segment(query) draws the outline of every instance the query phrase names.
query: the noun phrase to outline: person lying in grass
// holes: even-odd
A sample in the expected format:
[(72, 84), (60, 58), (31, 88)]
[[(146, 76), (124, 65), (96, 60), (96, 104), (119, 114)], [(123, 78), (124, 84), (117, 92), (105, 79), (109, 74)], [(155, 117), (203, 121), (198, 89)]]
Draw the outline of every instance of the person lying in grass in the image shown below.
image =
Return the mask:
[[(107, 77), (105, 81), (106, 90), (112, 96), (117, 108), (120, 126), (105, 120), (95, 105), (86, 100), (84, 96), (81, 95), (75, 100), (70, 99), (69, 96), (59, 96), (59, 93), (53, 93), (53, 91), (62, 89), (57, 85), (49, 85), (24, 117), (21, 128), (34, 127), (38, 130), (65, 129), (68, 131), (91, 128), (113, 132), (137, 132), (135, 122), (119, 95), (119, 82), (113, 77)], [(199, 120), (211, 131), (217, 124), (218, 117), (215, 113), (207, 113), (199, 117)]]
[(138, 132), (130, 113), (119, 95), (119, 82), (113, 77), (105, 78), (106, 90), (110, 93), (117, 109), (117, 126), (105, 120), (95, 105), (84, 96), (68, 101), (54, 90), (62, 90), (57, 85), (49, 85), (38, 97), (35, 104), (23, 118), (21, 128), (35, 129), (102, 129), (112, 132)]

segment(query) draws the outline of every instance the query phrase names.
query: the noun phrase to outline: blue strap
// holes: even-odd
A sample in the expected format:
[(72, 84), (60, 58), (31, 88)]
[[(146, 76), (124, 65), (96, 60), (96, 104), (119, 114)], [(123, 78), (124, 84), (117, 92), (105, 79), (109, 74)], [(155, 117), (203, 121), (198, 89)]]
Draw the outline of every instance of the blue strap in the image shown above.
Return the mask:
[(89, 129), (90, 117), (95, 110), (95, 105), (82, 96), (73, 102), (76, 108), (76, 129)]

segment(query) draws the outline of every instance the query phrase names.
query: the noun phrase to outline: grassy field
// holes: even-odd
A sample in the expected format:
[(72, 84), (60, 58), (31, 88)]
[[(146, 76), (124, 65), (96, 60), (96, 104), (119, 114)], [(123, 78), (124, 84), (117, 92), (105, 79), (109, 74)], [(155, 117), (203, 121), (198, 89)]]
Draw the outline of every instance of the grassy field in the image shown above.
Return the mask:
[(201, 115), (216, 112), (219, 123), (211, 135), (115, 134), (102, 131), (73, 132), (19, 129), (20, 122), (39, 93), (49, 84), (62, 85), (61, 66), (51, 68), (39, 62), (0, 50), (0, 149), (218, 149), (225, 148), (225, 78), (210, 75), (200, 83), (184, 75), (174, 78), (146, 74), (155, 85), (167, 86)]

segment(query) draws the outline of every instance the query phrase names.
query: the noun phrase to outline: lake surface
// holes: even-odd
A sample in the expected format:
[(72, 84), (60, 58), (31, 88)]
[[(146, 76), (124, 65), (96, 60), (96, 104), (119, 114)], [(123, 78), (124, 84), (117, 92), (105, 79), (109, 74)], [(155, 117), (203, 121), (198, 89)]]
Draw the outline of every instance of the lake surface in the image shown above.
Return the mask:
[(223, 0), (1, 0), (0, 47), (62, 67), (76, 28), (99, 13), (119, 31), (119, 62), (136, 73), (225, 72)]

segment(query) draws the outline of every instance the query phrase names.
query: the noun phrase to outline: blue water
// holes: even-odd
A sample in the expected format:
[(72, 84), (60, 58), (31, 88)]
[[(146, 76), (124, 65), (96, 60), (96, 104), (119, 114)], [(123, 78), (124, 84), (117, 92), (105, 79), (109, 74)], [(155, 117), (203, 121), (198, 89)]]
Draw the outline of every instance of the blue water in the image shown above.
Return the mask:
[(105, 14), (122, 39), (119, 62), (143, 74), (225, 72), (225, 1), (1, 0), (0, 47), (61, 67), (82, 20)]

▶ _Written exercise_
Reproduce all the records, substituting "search term" for every occurrence of "noun phrase" and leaving everything else unchanged.

▶ _Written response_
segment(query) draws the outline of every instance the query phrase names.
query: the search term to outline: person lying in grass
// holes: even-odd
A sample in the expected format:
[(72, 84), (60, 58), (31, 88)]
[[(146, 76), (124, 65), (96, 60), (96, 104), (119, 114)], [(123, 78), (124, 84), (117, 92), (105, 79), (109, 74)], [(155, 117), (203, 121), (198, 89)]]
Draw the outline of every instance of the person lying in grass in the image shown below.
image =
Return the mask:
[[(107, 77), (105, 81), (106, 90), (112, 96), (117, 108), (120, 126), (105, 120), (95, 105), (86, 100), (84, 96), (81, 95), (75, 100), (70, 99), (69, 96), (59, 96), (59, 93), (53, 93), (53, 91), (62, 89), (57, 85), (49, 85), (24, 117), (21, 128), (34, 127), (38, 130), (65, 129), (68, 131), (91, 128), (113, 132), (137, 132), (135, 122), (119, 95), (119, 82), (113, 77)], [(199, 120), (211, 131), (217, 124), (218, 117), (215, 113), (207, 113), (199, 117)]]
[(138, 132), (130, 113), (119, 95), (119, 82), (113, 77), (105, 78), (106, 90), (110, 93), (117, 109), (117, 126), (105, 120), (95, 105), (84, 96), (68, 101), (54, 90), (62, 90), (57, 85), (49, 85), (38, 97), (35, 104), (23, 118), (21, 128), (35, 129), (102, 129), (112, 132)]

segment(query) draws the outline of every instance the query phrase names.
query: the search term to outline: blue strap
// holes: even-odd
A sample in the expected format:
[(72, 84), (60, 58), (31, 88)]
[[(146, 76), (124, 65), (96, 60), (96, 104), (119, 114)], [(123, 78), (124, 84), (117, 92), (105, 79), (109, 74)], [(155, 117), (203, 121), (198, 89)]]
Draw the outline of every instance of the blue strap in the image shown above.
Return the mask:
[(89, 129), (90, 117), (95, 110), (95, 105), (82, 96), (73, 102), (76, 108), (76, 129)]

segment(query) draws the outline of every instance the query phrase names.
query: the search term to outline: grassy field
// holes: even-odd
A sample in the expected format:
[(72, 84), (60, 58), (31, 88)]
[[(146, 76), (124, 65), (96, 60), (96, 104), (119, 114)], [(123, 78), (124, 84), (117, 92), (105, 79), (109, 74)], [(155, 117), (203, 121), (198, 89)]]
Draw the outline of every instance of the grassy field in the image shown above.
Return the mask:
[(201, 115), (216, 112), (219, 123), (211, 135), (115, 134), (102, 131), (73, 132), (19, 129), (20, 122), (39, 93), (49, 84), (62, 85), (61, 66), (51, 68), (39, 62), (0, 50), (0, 149), (218, 149), (225, 148), (225, 78), (210, 75), (200, 83), (184, 75), (174, 78), (146, 74), (155, 85), (167, 86)]

segment(query) draws the outline of every instance the query phrase names.
query: the search term to outline: lake surface
// holes: even-odd
A sample in the expected format:
[(72, 84), (60, 58), (31, 88)]
[[(146, 76), (124, 65), (96, 60), (96, 104), (119, 114)], [(123, 78), (124, 84), (117, 92), (105, 79), (109, 74)], [(155, 117), (203, 121), (198, 89)]]
Draw the outline of every instance of the lake surface in the image shown above.
Return the mask:
[(223, 0), (1, 0), (0, 47), (62, 67), (76, 28), (99, 13), (119, 31), (119, 62), (136, 73), (225, 72)]

segment(query) draws the outline of every instance the query phrase names.
query: the search term to outline: blue water
// holes: even-odd
A sample in the expected format:
[(72, 84), (60, 58), (31, 88)]
[[(146, 76), (124, 65), (96, 60), (96, 104), (119, 114)], [(123, 78), (124, 84), (117, 92), (105, 79), (109, 74)], [(155, 117), (203, 121), (198, 89)]]
Draw the outline of every instance of the blue water in the image shown above.
Return the mask:
[(105, 14), (122, 39), (119, 62), (143, 74), (225, 72), (225, 1), (1, 0), (0, 47), (61, 67), (82, 20)]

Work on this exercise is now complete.